#### Brano citato
▬▬▬▬▬▬▬▬▬▬
Sfax violente manifestazioni

 

 

 

 

 

 

12 luglio 1993: quattro giornalisti trucidati a Mogadiscio. Trent’anni dopo: “Mi salvai per miracolo”

Ripubblichiamo questa drammatica testimonianza
del massacro di 4 giornalisti in Somalia nel 1993

Speciale Per Africa ExPress
Massimo A. Alberizzi

Nairobi, 12 luglio 2013

Dan Eldon

Il 12 luglio 1993, esattamente 20 anni fa, in un agguato a Mogadiscio, in Somalia, vengono trucidati quattro giornalisti: due fotografi, Dan Eldon, Hos Maina, un tecnico del suono, Anthony Macharia, che lavoravano per la Reuters, e Hansi Krauss, fotografo dell’Associated Press. Quel giorno mi rimane scolpito nella testa e spesso lo rivivo nei sogni. Mi salvai per pura fortuna.

Mattino intorno alle 10. Gli americani bombardano una villa dove avrebbero dovuto esserci i leader somali, compreso quello che per la Casa Bianca era il nemico pubblico numero 1, il generale Mohammed Farah Aidid.

Uno stormo di elicotteri volteggia in cielo e i giornalisti affollano il terrazzo dell’Hotel Sahafi da cui si cerca di vedere e capire cosa sta succedendo. I nostri fixer somali ci informano dell’attacco in corso. Dura una mezz’ora. Quando gli elicotteri si ritirano ci precipitiamo giù dalle scale per correre sul luogo dell’assalto.

La mia Fiat Panda bianca, quella con grandi scritte Corriere della Sera sui fianchi diventata famosa a Mogadiscio in quel giorni, è pronta davanti al cancello. Al volante Ali, il mio fidato autista (quello che poi sarà al volante dell’auto di Ilaria Alpi al momento in cui sarà ammazzata). Con me sale anche il fotografo Cristiano Laruffa. Partiamo. Siamo i primi del convoglio di auto di giornalisti. Dietro di noi il pick up della Reuters. Assieme a Dan, Hos, Anthony e Hansi c’è anche il cameraman Mohammed Shaffi.
Fatti cento metri in direzione della villa bombardata che intendiamo raggiungere, incontro Nasser della famiglia Arush, che ci ammonisce: “Prendete uno dei miliziani di Aidid per proteggervi”. Sì, penso, meglio. Perdo i pochi secondi che mi salveranno. Scendo dalla Panda, apro la porta, ribalto in avanti il sedile, faccio entrare il miliziano con il kalashnikov, risistemo il sedile, risalgo in macchina, chiudo la porta e ripartiamo.
▬▬▬▬▬▬▬▬▬▬
#### Obiettivo dichiarato 1
Trascrivi il passo del brano sulla strage di Mogadiscio che si apre con le parole contenenti "Nairobi, 12 luglio" e si chiude con "per pura fortuna.".
Il brano e i record provengono da fonti diverse.
▬▬▬▬▬▬▬▬▬▬
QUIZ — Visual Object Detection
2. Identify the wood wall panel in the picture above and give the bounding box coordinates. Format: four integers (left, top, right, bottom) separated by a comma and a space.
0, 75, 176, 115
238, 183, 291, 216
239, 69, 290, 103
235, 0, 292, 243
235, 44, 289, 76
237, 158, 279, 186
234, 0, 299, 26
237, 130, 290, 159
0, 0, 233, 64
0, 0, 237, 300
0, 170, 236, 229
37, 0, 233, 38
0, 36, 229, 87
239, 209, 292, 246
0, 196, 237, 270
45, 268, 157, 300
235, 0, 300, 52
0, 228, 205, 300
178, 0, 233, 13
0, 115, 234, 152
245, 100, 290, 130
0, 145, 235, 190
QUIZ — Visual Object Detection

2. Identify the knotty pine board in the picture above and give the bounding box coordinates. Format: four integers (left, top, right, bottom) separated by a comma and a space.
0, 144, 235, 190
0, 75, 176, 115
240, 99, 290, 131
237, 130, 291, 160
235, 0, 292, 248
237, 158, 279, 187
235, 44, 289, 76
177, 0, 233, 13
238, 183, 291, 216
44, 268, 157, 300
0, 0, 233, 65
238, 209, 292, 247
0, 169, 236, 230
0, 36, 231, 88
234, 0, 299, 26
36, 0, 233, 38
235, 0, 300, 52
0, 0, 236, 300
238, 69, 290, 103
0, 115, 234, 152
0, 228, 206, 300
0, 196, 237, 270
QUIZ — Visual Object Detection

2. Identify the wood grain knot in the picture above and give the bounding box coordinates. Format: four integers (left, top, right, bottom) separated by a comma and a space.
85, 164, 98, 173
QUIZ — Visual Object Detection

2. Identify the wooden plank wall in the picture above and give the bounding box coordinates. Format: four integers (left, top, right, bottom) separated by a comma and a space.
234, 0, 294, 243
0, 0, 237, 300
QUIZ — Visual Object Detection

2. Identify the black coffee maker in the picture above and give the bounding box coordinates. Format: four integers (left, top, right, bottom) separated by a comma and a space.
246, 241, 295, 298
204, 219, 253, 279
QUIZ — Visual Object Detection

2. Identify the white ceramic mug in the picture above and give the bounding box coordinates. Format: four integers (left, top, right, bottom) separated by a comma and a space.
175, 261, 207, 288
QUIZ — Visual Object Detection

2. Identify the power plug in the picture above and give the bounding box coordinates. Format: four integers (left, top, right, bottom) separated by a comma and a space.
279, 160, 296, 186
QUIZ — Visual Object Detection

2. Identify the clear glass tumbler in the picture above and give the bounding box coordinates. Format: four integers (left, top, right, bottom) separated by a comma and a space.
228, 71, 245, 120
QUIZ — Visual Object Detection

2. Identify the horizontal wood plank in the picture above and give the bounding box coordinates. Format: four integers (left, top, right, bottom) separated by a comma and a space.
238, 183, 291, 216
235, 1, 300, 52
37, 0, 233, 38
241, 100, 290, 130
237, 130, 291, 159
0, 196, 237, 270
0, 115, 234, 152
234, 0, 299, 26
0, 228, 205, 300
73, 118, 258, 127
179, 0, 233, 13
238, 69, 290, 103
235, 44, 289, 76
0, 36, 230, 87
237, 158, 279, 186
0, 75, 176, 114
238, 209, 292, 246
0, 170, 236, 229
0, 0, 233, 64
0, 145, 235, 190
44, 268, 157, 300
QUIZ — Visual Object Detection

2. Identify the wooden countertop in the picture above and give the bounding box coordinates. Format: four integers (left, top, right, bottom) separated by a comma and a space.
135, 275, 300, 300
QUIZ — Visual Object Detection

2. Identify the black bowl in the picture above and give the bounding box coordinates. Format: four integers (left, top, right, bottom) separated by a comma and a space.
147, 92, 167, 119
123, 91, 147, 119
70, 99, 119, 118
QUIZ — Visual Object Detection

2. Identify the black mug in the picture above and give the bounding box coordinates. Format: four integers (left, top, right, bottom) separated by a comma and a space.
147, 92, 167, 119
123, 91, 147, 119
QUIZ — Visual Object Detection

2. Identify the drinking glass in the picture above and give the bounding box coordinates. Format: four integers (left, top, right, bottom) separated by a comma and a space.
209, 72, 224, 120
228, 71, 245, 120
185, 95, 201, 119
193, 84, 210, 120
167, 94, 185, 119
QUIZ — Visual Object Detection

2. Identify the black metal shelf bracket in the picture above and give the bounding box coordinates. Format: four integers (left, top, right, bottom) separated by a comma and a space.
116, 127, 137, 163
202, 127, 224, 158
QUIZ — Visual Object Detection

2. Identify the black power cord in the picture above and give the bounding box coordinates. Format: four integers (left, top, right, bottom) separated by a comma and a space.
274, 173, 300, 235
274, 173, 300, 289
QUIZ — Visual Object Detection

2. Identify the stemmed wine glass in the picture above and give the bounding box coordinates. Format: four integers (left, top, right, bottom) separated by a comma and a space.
▬▬▬▬▬▬▬▬▬▬
#### Obiettivo dichiarato 2
Calcola quante righe dei record contengono la parola "power", tenendo conto di maiuscole e minuscole, e scrivi soltanto il numero.

#### Risultato 1
Nairobi, 12 luglio 2013

Dan Eldon

Il 12 luglio 1993, esattamente 20 anni fa, in un agguato a Mogadiscio, in Somalia, vengono trucidati quattro giornalisti: due fotografi, Dan Eldon, Hos Maina, un tecnico del suono, Anthony Macharia, che lavoravano per la Reuters, e Hansi Krauss, fotografo dell’Associated Press. Quel giorno mi rimane scolpito nella testa e spesso lo rivivo nei sogni. Mi salvai per pura fortuna.

#### Risultato 2
2